#### Extract ####

This literary feminist howl-of-a-debut is going to crawl right under your skin…

Ji-won’s life is in disarray. Her father’s affair has ripped her family to shreds, leaving her to piece their crappy lives back together.

So, when her mother’s obnoxious new white boyfriend enters the scene, bragging about his flawed knowledge of Korean culture and ogling Asian waitresses in restaurants, Ji-won’s hold over her emotions strains. As he gawks at her and her sister around their claustrophobic apartment, Ji-won becomes more and more obsessed with his brilliant blue eyeballs.

As her fixation and rage grow, Ji-won decides that she must do the one thing that will save her family… and also curb her cravings.

Whalefall

Daniel Kraus     Recommended by Staff    

Jay Gardiner has given himself a fool’s errand—to find the remains of his deceased father in the Pacific Ocean off the coast of Monastery Beach. He knows it’s a long shot, but Jay feels it’s the only way for him to lift the weight of guilt he has carried since his dad’s death by suicide the previous year.

The dive begins well enough, but the sudden appearance of a giant squid puts Jay in very real jeopardy, made infinitely worse by the arrival of a sperm whale looking to feed. Suddenly, Jay is caught in the squid’s tentacles and drawn into the whale’s mouth where he is pulled into the first of its four stomachs. He quickly realizes he has only one hour before his oxygen tanks run out—one hour to defeat his demons and escape the belly of a whale.

Refugia

Elfie Shiosaki     Recommended by Staff    

‘in ember and ash / the heart of the Noongar Nation beats buried…’

Refugia is an unparalleled work of vision and political fury from Noongar and Yawuru poet and scholar Elfie Shiosaki. Inspired by the beeliar (Swan River) and the NASA James Webb Space Telescope’s first year of science, this collection draws on colonial archives to contest the occupation of Noongar Country.

####

◆ Using the information ◆
(1) Print the book recommendations from "So, when her" up to and including "the previous year.".
(2) Carry on the book recommendations, picking up right after their last sentence.
The data is not needed for any of the work here.

#### Information given ####

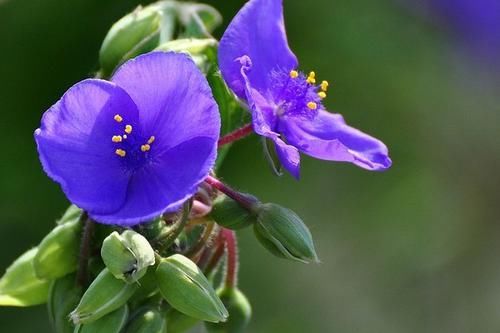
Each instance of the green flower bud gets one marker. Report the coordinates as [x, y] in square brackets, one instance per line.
[71, 214]
[240, 312]
[135, 33]
[284, 234]
[20, 286]
[110, 323]
[230, 214]
[127, 256]
[202, 51]
[149, 321]
[58, 252]
[64, 295]
[185, 287]
[199, 20]
[105, 295]
[178, 322]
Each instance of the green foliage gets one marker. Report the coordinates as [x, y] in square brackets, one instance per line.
[184, 286]
[20, 286]
[58, 252]
[127, 255]
[105, 295]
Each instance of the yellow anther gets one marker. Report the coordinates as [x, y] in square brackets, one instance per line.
[311, 79]
[116, 138]
[312, 105]
[120, 152]
[324, 85]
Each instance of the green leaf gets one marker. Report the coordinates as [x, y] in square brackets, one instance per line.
[20, 286]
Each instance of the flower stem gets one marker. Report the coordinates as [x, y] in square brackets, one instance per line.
[232, 258]
[88, 231]
[244, 201]
[235, 135]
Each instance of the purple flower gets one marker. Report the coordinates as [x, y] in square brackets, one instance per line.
[130, 149]
[286, 106]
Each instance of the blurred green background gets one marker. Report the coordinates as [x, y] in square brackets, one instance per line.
[414, 249]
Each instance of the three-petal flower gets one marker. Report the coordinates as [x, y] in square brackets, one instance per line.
[286, 105]
[132, 148]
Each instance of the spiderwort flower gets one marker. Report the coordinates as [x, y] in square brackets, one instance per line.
[130, 149]
[286, 105]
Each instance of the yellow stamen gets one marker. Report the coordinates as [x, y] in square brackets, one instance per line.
[324, 85]
[116, 138]
[312, 105]
[120, 152]
[311, 78]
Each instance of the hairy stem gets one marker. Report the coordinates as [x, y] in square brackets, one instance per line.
[244, 201]
[235, 135]
[85, 245]
[232, 258]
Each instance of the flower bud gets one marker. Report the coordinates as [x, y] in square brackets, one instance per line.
[230, 214]
[135, 33]
[113, 322]
[185, 287]
[178, 322]
[284, 234]
[105, 295]
[20, 286]
[202, 51]
[58, 252]
[240, 312]
[64, 295]
[149, 321]
[127, 256]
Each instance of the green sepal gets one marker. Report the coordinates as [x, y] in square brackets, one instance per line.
[186, 289]
[230, 214]
[64, 295]
[284, 234]
[113, 322]
[127, 255]
[151, 320]
[58, 252]
[20, 286]
[239, 308]
[178, 322]
[105, 295]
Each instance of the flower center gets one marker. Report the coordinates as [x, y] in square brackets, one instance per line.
[296, 94]
[131, 145]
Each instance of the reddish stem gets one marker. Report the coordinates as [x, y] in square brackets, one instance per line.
[232, 258]
[235, 135]
[244, 201]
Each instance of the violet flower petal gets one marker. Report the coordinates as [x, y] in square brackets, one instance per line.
[172, 178]
[174, 99]
[75, 147]
[257, 31]
[328, 137]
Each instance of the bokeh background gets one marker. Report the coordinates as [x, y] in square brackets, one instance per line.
[414, 249]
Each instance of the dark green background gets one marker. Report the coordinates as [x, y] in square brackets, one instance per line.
[414, 249]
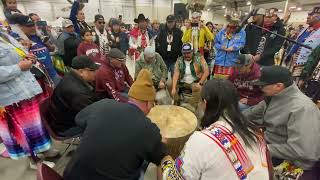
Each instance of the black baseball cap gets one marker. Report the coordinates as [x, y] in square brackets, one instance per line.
[244, 59]
[84, 62]
[274, 74]
[98, 17]
[22, 20]
[171, 18]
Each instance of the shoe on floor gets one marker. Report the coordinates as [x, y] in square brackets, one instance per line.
[48, 163]
[51, 153]
[3, 151]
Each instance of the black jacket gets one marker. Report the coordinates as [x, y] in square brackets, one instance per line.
[176, 45]
[118, 137]
[70, 96]
[273, 43]
[70, 48]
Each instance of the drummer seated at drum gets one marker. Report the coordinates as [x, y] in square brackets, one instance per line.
[154, 63]
[191, 71]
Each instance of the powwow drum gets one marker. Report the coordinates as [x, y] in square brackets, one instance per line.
[176, 124]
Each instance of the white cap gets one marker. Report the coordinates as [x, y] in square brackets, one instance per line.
[149, 52]
[261, 11]
[196, 14]
[67, 23]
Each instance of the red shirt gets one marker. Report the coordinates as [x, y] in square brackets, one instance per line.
[90, 49]
[111, 81]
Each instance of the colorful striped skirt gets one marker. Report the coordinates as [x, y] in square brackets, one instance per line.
[222, 72]
[21, 129]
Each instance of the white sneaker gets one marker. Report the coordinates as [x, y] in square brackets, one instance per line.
[48, 163]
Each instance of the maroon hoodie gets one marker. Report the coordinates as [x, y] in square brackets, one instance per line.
[244, 85]
[111, 81]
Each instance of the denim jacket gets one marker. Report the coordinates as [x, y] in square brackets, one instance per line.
[15, 85]
[237, 42]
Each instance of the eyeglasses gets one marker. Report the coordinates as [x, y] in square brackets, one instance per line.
[232, 26]
[88, 69]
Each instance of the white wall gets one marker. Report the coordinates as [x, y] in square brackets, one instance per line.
[154, 9]
[51, 9]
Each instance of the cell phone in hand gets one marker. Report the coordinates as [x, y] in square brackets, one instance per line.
[41, 23]
[83, 1]
[194, 24]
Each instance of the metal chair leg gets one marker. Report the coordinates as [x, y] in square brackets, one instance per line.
[71, 143]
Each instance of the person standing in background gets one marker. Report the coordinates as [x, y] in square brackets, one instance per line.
[310, 36]
[170, 43]
[37, 46]
[117, 38]
[198, 34]
[156, 27]
[68, 31]
[228, 43]
[141, 37]
[10, 8]
[88, 48]
[20, 125]
[262, 44]
[77, 17]
[101, 35]
[209, 51]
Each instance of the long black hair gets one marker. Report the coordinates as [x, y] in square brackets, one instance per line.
[223, 102]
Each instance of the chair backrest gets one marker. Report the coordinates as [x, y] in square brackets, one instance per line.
[45, 114]
[44, 172]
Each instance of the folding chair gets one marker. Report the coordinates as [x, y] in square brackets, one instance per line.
[44, 112]
[44, 172]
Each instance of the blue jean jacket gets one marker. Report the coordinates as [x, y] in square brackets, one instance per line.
[237, 42]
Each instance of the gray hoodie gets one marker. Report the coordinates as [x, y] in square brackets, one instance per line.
[294, 131]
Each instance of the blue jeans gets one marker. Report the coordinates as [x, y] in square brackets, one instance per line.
[243, 107]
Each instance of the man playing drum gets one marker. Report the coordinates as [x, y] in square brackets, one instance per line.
[191, 71]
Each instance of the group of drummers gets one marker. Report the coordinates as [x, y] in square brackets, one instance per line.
[249, 121]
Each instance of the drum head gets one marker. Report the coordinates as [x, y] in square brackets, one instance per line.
[173, 121]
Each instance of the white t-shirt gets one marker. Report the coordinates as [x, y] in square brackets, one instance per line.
[203, 159]
[188, 78]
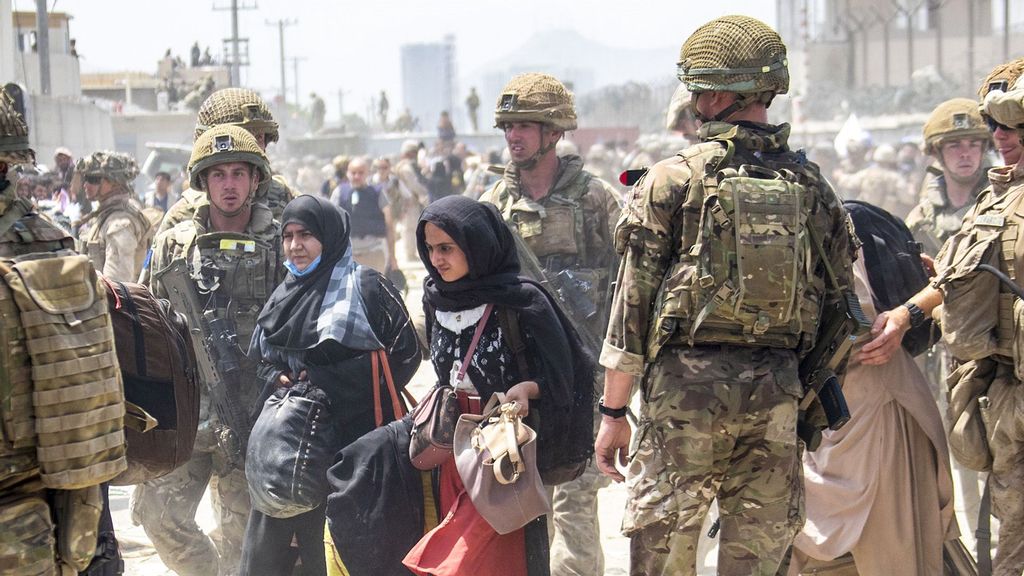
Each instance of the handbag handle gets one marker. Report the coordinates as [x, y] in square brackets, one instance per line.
[378, 358]
[476, 339]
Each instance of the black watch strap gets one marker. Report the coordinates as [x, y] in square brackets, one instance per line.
[612, 412]
[916, 315]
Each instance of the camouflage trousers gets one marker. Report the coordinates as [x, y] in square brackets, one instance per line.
[574, 526]
[1005, 424]
[166, 509]
[716, 422]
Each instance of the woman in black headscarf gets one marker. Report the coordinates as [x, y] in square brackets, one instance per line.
[321, 326]
[471, 259]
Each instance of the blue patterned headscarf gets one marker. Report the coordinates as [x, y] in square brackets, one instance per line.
[324, 304]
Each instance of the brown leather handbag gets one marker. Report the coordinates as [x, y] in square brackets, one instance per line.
[496, 455]
[435, 416]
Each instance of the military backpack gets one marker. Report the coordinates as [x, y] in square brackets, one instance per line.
[158, 366]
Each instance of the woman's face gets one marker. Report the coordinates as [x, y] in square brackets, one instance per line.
[301, 247]
[445, 255]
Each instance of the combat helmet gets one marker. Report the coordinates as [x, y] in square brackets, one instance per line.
[1001, 78]
[238, 107]
[221, 145]
[953, 119]
[13, 133]
[735, 53]
[115, 166]
[537, 97]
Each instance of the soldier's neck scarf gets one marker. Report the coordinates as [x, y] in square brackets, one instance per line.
[326, 303]
[494, 278]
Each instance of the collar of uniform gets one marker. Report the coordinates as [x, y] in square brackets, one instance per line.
[1003, 177]
[261, 223]
[569, 167]
[752, 135]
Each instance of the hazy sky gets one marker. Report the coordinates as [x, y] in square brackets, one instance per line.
[355, 45]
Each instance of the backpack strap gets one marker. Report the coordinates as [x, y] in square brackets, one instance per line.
[509, 322]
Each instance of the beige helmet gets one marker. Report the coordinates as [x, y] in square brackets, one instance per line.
[954, 119]
[13, 133]
[1001, 78]
[221, 145]
[238, 107]
[735, 53]
[537, 97]
[118, 167]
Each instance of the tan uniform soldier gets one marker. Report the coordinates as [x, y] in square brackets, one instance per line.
[218, 269]
[981, 327]
[116, 236]
[707, 317]
[565, 217]
[59, 368]
[957, 138]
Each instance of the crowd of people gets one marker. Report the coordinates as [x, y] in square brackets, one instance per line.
[748, 324]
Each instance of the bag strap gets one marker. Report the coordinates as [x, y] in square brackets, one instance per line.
[476, 339]
[378, 359]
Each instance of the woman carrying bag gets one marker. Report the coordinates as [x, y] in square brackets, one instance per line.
[472, 292]
[336, 326]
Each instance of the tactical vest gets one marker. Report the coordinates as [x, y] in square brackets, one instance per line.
[236, 274]
[743, 260]
[61, 403]
[982, 317]
[94, 242]
[555, 231]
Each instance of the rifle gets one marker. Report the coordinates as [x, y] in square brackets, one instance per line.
[842, 323]
[217, 358]
[568, 294]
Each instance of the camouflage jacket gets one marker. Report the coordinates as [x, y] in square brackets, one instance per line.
[978, 315]
[934, 219]
[670, 194]
[116, 237]
[550, 225]
[570, 229]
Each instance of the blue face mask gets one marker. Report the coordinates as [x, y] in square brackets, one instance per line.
[295, 272]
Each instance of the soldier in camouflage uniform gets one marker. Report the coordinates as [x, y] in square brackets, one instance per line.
[29, 510]
[230, 248]
[237, 107]
[957, 138]
[719, 370]
[565, 217]
[982, 325]
[116, 236]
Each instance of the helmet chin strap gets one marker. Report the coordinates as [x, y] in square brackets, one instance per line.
[530, 163]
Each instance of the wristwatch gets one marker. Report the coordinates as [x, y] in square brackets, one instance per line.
[916, 315]
[612, 412]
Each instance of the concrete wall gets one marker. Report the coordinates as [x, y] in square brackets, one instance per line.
[81, 126]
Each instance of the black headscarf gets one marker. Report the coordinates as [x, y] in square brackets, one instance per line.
[289, 318]
[494, 278]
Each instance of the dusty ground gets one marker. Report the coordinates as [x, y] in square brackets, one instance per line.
[141, 560]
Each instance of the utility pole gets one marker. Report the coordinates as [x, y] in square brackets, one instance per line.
[43, 46]
[235, 42]
[282, 24]
[295, 76]
[1006, 30]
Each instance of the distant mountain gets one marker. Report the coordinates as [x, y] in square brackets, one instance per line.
[592, 64]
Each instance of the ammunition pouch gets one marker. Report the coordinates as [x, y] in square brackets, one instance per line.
[77, 513]
[77, 394]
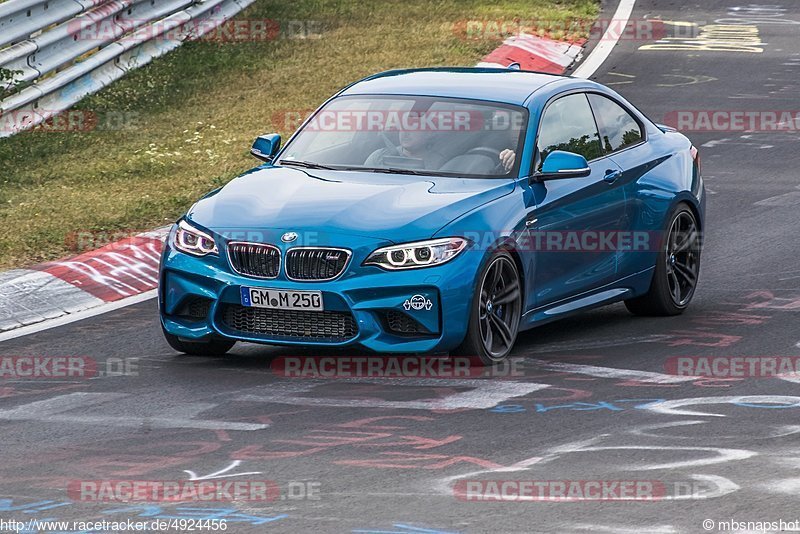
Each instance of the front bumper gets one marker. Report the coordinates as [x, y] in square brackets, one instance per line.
[374, 298]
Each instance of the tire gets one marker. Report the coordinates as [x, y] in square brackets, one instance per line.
[677, 268]
[495, 312]
[211, 347]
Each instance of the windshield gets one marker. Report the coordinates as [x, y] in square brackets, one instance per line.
[412, 135]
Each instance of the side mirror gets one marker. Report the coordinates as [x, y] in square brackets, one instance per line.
[266, 147]
[559, 165]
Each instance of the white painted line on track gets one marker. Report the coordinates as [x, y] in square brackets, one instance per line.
[79, 316]
[607, 42]
[610, 372]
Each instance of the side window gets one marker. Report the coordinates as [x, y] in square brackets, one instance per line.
[618, 128]
[568, 124]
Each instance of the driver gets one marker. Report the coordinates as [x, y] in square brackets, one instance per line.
[417, 144]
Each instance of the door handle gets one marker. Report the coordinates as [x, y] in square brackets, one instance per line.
[612, 176]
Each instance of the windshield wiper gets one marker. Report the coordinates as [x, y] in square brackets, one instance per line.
[305, 164]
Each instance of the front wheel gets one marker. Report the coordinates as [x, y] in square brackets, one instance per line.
[677, 269]
[211, 347]
[495, 313]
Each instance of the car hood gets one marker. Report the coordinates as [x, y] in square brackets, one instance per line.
[384, 206]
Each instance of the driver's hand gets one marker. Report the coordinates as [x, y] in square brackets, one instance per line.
[507, 158]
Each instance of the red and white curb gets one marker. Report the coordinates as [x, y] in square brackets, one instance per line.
[117, 272]
[126, 272]
[535, 53]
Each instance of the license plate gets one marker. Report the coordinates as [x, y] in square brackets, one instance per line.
[279, 299]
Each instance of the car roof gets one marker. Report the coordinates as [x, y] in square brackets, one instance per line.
[495, 84]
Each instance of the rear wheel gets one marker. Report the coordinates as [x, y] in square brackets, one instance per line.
[495, 314]
[211, 347]
[677, 269]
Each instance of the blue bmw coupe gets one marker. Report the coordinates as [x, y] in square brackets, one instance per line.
[440, 210]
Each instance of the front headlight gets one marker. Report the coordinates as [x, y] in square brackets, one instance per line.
[417, 255]
[192, 241]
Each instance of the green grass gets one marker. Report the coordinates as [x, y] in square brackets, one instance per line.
[191, 116]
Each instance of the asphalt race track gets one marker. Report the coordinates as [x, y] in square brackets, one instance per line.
[593, 404]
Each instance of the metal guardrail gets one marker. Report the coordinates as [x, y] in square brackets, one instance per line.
[64, 50]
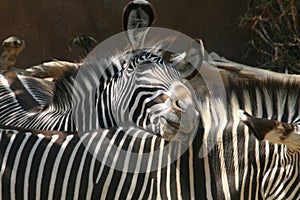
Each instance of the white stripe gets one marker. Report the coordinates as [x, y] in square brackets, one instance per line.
[191, 172]
[42, 165]
[236, 120]
[56, 165]
[179, 195]
[16, 166]
[205, 113]
[82, 162]
[6, 154]
[148, 170]
[28, 166]
[69, 165]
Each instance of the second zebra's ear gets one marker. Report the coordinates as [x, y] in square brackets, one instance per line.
[137, 17]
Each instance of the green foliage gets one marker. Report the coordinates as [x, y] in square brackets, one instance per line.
[274, 27]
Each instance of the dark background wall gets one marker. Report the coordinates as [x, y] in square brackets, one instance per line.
[47, 26]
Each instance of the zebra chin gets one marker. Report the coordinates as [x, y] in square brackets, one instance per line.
[180, 126]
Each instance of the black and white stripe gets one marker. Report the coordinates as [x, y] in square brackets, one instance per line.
[239, 166]
[101, 91]
[225, 161]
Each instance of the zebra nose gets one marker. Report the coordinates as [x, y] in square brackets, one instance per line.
[182, 98]
[184, 107]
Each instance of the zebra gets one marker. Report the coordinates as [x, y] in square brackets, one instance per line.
[225, 159]
[13, 46]
[146, 89]
[237, 164]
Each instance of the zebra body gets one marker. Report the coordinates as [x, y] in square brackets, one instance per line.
[59, 166]
[224, 160]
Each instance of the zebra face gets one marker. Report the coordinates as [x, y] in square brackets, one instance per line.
[151, 94]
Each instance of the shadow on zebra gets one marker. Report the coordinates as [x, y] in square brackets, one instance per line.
[44, 156]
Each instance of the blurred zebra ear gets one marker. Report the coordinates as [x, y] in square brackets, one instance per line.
[137, 17]
[188, 63]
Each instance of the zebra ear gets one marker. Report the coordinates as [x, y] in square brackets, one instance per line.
[137, 17]
[189, 62]
[271, 130]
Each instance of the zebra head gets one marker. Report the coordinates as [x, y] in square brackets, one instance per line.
[150, 93]
[274, 131]
[139, 87]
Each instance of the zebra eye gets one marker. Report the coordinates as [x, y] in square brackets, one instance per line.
[131, 67]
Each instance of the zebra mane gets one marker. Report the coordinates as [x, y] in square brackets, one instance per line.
[275, 94]
[97, 73]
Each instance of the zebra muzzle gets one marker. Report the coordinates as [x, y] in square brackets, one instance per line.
[182, 116]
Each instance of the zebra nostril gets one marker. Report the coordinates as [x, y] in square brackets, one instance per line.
[177, 106]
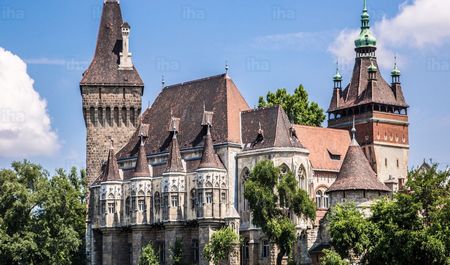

####

◆ Answers for the exercise ◆
(1)
So, when her mother’s obnoxious new white boyfriend enters the scene, bragging about his flawed knowledge of Korean culture and ogling Asian waitresses in restaurants, Ji-won’s hold over her emotions strains. As he gawks at her and her sister around their claustrophobic apartment, Ji-won becomes more and more obsessed with his brilliant blue eyeballs.

As her fixation and rage grow, Ji-won decides that she must do the one thing that will save her family… and also curb her cravings.

Whalefall

Daniel Kraus     Recommended by Staff    

Jay Gardiner has given himself a fool’s errand—to find the remains of his deceased father in the Pacific Ocean off the coast of Monastery Beach. He knows it’s a long shot, but Jay feels it’s the only way for him to lift the weight of guilt he has carried since his dad’s death by suicide the previous year.

(2)
As the bicentennial year of the colony of Western Australia approaches, Shiosaki looks to the stars and back to the earth to make sense of memory and the afterlife of imperial violence.

The Spellshop

Sarah Beth Durst     Recommended by Staff    

Every home needs a little magic

Kiela has always had trouble dealing with people, and as librarian at the Great Library of Alyssium, she hasn’t had to. She and her assistant, Caz, a sentient spider plant, have spent most of the last eleven years sequestered among the empire’s precious spellbooks, protecting the magic for the city’s elite. But a revolution is brewing and when the library goes up in flames, Kiela and Caz steal whatever books they can and flee to the faraway island where she grew up. But to her dismay, in addition to a nosy – and very handsome – neighbour, she finds the town in disarray. The empire has slowly been draining power from the island, and now Kiela is determined to make things right. But opening up her own spellshop comes with its own risks – the consequence of sharing magic with commoners is death. And as Kiela starts to make a place for herself among the townspeople, she realizes she must break down the walls she has kept so high…

From award-winning author Sarah Beth Durst, The Spellshop is a cosy fantasy following a woman’s unexpected journey through the low-stakes market of illegal spell-selling and the high-risk business of starting over.

The Door

Magda Szabó     Recommended by Brock, Joe, & Luka    

Joe, Brock, & Luka all thoroughly enjoyed this strange and brilliant Hungarian novel. Originally published in 1987, it was not translated into English until 1995.

The Door is a tense domestic portrait of the relationship between a Hungarian writer and her housekeeper. “While it’s not strictly a thriller, I was on the edge of my seat the whole time,” says Luka. The narrative blossoms from the larger-than-life personality of Emerence, the steadfast and mysterious housekeeper. Emerence’s relationship to the protagonist is an emotional rollercoaster – devoted, dutiful, suspicious, utterly bizarre. At the centre of the mystery is the door to Emerence’s flat: closed to all, behind which her most potent secrets lay. As their relationship deepens, the writer is driven almost to total undoing by their growing dependence on one another. It all begins with the writer’s dark confession: that she has killed Emerence.